EXTRACTED TEXT
Content starts

Indian film director (1966–2021)

Karimanal Venkatesan Anand ISC (30 October 1966 – 30 April 2021) was an Indian cinematographer, film director and photojournalist, worked mainly in the Tamil film industry. After a short period as a photojournalist, he became a cinematographer in the early 1990s, working on about fifteen films in the Southern and Hindi cinema industries. Anand won the National Film Award for Best Cinematography for his debut film as a cinematographer, Thenmavin Kombath. In 2005, Anand turned director with Kana Kandaen, and prioritised direction henceforth. He was a founding member of the Indian Society of Cinematographers (ISC).

Content ends

SUPPLIED RECORDS
Content starts

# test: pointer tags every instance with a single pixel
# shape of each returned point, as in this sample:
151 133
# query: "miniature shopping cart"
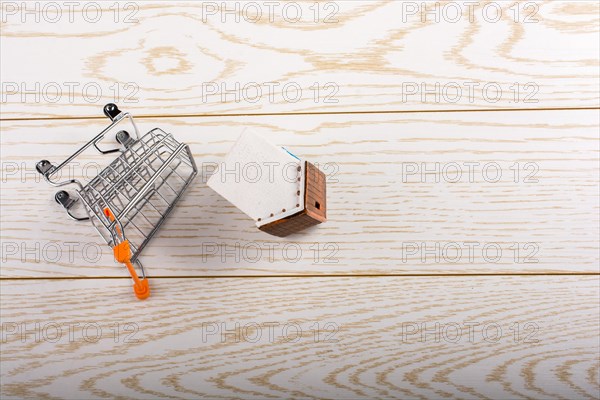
129 200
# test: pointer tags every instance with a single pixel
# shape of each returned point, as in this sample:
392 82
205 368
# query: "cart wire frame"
129 200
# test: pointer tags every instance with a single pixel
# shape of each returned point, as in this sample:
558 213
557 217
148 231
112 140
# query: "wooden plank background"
392 321
549 56
373 346
383 217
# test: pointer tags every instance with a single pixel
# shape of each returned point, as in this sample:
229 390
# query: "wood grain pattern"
375 354
376 54
376 212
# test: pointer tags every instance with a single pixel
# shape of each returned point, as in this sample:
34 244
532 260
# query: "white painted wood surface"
173 58
378 351
383 217
202 264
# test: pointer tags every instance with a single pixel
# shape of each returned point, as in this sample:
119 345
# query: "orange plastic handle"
122 252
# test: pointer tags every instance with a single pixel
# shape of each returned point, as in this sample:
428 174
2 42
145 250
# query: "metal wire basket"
129 199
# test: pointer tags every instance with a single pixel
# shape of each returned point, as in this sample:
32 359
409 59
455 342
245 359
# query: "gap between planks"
449 275
309 113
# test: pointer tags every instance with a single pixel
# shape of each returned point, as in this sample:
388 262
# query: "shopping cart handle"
122 253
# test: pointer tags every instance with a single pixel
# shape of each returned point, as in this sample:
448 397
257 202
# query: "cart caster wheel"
62 198
123 137
111 111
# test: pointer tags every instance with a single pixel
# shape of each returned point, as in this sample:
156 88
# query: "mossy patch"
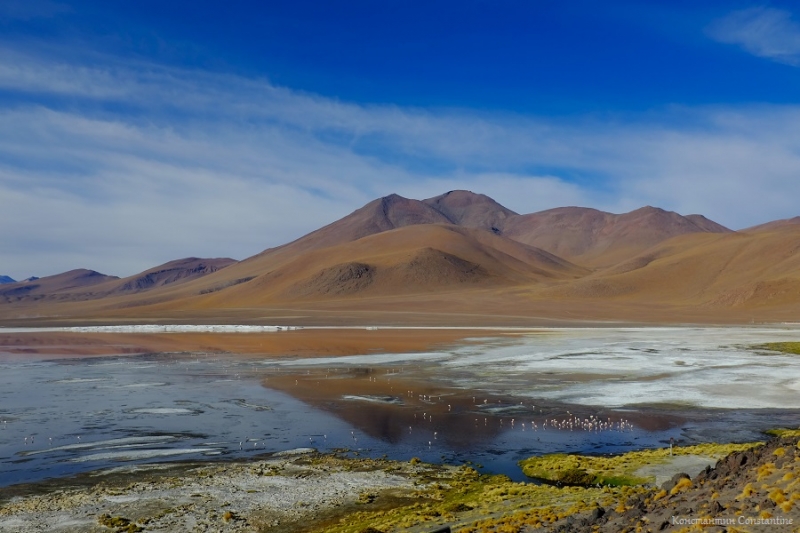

Content ends

HOW TO COMPLETE THIS TASK
Please say which film won Anand the National Film Award for Best Cinematography, according to the text about the film director.

RESPONSE AREA
Thenmavin Kombath, his debut film as a cinematographer.